[SciPy-Dev] stats.distributions.py documentation

Sun Oct 7 14:33:41 EDT 2012

HI Ralf,

Sorry for being so slow at getting back to your comments. I have
definitely not forgotten this mail. However, for the next few weeks I
have to a considerable amount of teaching... Once my workload is a bit
lower, I 'll come up with a plan.

Nicky

On 21 September 2012 21:27, Ralf Gommers <ralf.gommers at gmail.com> wrote:
>
>
> On Sun, Sep 16, 2012 at 11:10 PM, nicky van foreest <vanforeest at gmail.com>
> wrote:
>>
>> Hi,
>>
>> Below are two proposals to handle the documentation of the scipy
>> distributions.
>>
>> The first is to add a set of examples to each distribution, see the
>> list at the end of the mail as an example. However, I actually wonder
>> whether it wouldn't be better to put this stuff in the stats tutorial.
>> (I recently updated this, but given the list below, it is still not
>> complete.) The list below is a bit long... too long perhaps.
>>
>> I actualy get the feeling that, given the enormous diversity of the
>> distributions, it may not be possible to automatically generate a set
>> of simple examples that work for each and every distributions. Such
>> examples then would involve the usage of x.dist.b, and so on, and this
>> is not particularly revealing to first (and second) time users.
>
>
> This is exactly what the problem is currently.
>
>>
>> A possible resolution is to include just one or two generic examples
>> in the example doc string (e.g., dist.rvs(size = (2,3)) ), and refer
>> to the tutorial for the rest. The tutorial then should show extensive
>> examples for each method of the norm distribution. I assume that then
>> any user of other distributions can figure out how to proceed for
>> his/her own distribution.
>
>
> This is a huge amount of work, and the generic example still won't run if
> you copy-paste it into a terminal.
>
>>
>>
>> The second possibility would be to follow Josef's suggestion:
>> --snip snip
>> Splitting up the distributions pdf docs in tutorial into separate
>> pages for individual distributions, make them nicer with code and
>> graphs and link them from the docstring of the distribution.

(Stored rows):
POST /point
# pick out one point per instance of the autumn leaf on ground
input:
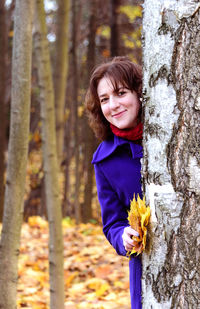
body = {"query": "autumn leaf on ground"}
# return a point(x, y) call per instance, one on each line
point(138, 218)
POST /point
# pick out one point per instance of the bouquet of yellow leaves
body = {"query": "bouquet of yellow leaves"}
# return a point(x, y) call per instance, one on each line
point(138, 218)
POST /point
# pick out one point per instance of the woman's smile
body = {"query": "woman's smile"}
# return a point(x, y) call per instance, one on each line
point(120, 107)
point(119, 114)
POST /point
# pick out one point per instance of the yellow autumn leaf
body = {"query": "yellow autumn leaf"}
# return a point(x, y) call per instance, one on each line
point(138, 218)
point(103, 288)
point(37, 221)
point(131, 11)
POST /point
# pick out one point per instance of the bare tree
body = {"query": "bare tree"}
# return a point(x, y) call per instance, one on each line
point(17, 153)
point(171, 170)
point(3, 44)
point(88, 134)
point(114, 38)
point(52, 191)
point(61, 70)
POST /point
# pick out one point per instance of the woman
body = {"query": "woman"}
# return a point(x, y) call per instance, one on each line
point(114, 110)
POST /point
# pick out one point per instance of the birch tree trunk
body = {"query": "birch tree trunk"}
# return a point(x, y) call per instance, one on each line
point(52, 191)
point(90, 140)
point(3, 44)
point(61, 69)
point(171, 164)
point(75, 122)
point(17, 153)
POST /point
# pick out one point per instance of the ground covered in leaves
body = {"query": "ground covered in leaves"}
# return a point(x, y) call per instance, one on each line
point(95, 276)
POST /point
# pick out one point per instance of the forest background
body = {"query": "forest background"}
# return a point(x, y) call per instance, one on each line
point(69, 39)
point(93, 33)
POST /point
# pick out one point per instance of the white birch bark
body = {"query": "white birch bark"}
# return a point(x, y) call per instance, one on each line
point(17, 153)
point(51, 170)
point(171, 164)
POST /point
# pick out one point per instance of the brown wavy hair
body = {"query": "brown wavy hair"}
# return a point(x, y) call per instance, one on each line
point(120, 71)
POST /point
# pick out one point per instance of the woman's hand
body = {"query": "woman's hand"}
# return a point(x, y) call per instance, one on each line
point(126, 236)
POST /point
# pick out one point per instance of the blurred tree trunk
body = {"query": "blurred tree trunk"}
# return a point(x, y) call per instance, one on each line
point(60, 71)
point(51, 169)
point(3, 44)
point(75, 136)
point(171, 169)
point(17, 153)
point(115, 37)
point(90, 140)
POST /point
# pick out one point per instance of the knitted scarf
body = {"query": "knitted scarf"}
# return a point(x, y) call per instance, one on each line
point(132, 134)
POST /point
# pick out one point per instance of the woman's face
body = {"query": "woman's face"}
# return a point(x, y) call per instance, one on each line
point(120, 109)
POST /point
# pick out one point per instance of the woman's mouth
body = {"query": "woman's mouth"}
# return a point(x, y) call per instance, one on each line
point(117, 115)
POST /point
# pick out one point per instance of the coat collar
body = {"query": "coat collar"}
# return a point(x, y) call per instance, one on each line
point(107, 147)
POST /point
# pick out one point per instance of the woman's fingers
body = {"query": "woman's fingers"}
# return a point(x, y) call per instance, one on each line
point(126, 236)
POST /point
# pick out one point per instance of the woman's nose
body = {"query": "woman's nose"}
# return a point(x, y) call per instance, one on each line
point(113, 102)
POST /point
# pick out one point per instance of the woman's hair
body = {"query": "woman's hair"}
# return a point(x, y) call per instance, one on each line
point(121, 72)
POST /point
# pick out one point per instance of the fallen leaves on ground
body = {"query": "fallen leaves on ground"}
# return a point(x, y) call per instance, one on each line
point(95, 276)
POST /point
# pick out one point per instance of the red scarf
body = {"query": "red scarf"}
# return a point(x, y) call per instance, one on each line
point(132, 134)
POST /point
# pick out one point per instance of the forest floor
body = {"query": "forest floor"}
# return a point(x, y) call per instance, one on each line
point(95, 276)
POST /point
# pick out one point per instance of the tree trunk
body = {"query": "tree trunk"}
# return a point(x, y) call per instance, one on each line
point(61, 70)
point(114, 39)
point(3, 44)
point(52, 190)
point(171, 165)
point(75, 110)
point(88, 134)
point(17, 153)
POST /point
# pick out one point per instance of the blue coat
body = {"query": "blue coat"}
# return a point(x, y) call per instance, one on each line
point(117, 170)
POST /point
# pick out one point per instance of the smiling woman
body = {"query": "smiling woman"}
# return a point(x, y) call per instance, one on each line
point(113, 106)
point(119, 106)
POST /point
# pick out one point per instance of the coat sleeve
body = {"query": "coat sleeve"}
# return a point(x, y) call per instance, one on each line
point(114, 213)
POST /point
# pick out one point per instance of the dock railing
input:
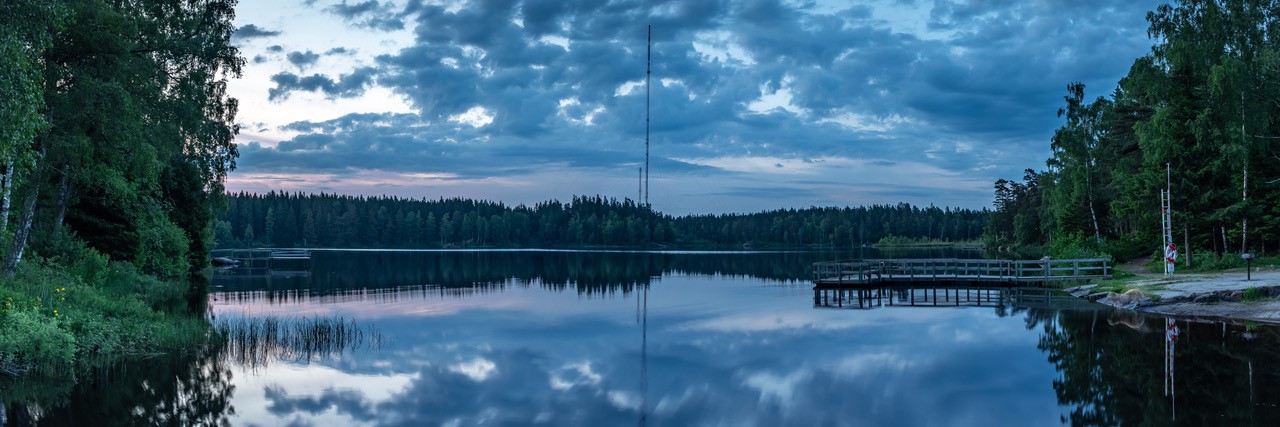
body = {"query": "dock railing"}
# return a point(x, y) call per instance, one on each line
point(1010, 271)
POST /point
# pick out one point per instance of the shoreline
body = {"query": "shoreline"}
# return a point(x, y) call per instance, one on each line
point(1217, 297)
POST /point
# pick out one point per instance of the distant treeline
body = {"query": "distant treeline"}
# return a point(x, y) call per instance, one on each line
point(351, 221)
point(1203, 104)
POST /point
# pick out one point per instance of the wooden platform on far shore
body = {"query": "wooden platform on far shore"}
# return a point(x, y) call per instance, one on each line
point(874, 272)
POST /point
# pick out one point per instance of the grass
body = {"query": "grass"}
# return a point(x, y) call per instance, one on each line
point(259, 340)
point(1252, 294)
point(58, 318)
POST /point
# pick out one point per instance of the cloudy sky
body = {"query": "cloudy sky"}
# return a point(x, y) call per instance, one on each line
point(755, 104)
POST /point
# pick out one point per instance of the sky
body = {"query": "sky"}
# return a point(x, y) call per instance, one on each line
point(754, 104)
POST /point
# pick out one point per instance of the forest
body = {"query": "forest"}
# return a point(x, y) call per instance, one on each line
point(353, 221)
point(1197, 114)
point(115, 138)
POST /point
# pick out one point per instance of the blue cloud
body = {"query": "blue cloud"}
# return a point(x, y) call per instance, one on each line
point(557, 79)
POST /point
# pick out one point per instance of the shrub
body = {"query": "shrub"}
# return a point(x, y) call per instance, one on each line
point(31, 341)
point(1075, 246)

(Exercise tasks):
**a.** Write out the passage of the thread on documenting SciPy distributions, starting at "[SciPy-Dev] stats.distributions.py documentation" and ending at "with a plan.".
**b.** Extend the mailing-list thread on documenting SciPy distributions, picking up right after its last line.

(Task-by-task outputs):
**a.**
[SciPy-Dev] stats.distributions.py documentation

Sun Oct 7 14:33:41 EDT 2012

HI Ralf,

Sorry for being so slow at getting back to your comments. I have
definitely not forgotten this mail. However, for the next few weeks I
have to a considerable amount of teaching... Once my workload is a bit
lower, I 'll come up with a plan.

**b.**
>
>
> Linking to the tutorial from the docstrings is a good idea, but the
> docstrings themselves should be enough to get started.
>>
>>
>> This would keep the docstring itself from blowing up, but we could get
>> the full html reference if we need to.
>>
>> --snip snip
>>
>> This idea offers a lot of opportunities. In a previous mail I
>> mentioned that I don't quite like that the documentation is spread
>> over multiple documents. There are doc strings in distributions.py
>> (leading to a bloated file),
>
>
> It's not that bad imho. The typical docstring looks like:
> """A beta prima continuous random variable.
>
>     %(before_notes)s
>
>     Notes
>     -----
>     The probability density function for `betaprime` is::
>
>         betaprime.pdf(x, a, b) =
>             gamma(a+b) / (gamma(a)*gamma(b)) * x**(a-1) * (1-x)**(-a-b)
>
>     for ``x > 0``, ``a > 0``, ``b > 0``.
>
>     %(example)s
> """
>
> It can't be much shorter than that.
>
>
>> and there is continuous.rst. Part of the
>> implementation can be understood from the doc-string, typically, the
>> density function, but not the rest;
>
>
> The pdf and support are given, that's enough to define the distribution. So
> that should stay. It doesn't mean we have to copy the whole wikipedia page
> for each distribution.
>
>>
>> this requires continuous.rst.
>> Besides this, in case some specific distribution requires extra
>> explanation/examples, this will have to put in the doc-string, making
>> distributions.py longer still. Thus, to take up Josef's suggestion,
>> what about a documentation file organised like this:
>
>
> Are you suggesting a reST page here, or a .py file with only docs, and new
> magic to make part of the content show up as docstring? The former sounds
> better to me.
>
>>
>>
>> # some tag to tell that these are the docs for the norm distribution
>> # eg.
>> # norm_gen
>>
>> Normal Distribution
>> ----------------------------
>>
>> Notes
>> ^^^^^^^
>> # should be used by the interpreter
>> The probability density function for `norm` is::
>>
>>        norm.pdf(x) = exp(-x**2/2)/sqrt(2*pi)
>>
>> Simple Examples
>> ^^^^^^^^^^^^^^^^^^^^
>> # used for by interpreter
>>      >>> norm.rvs( size = (2,3) )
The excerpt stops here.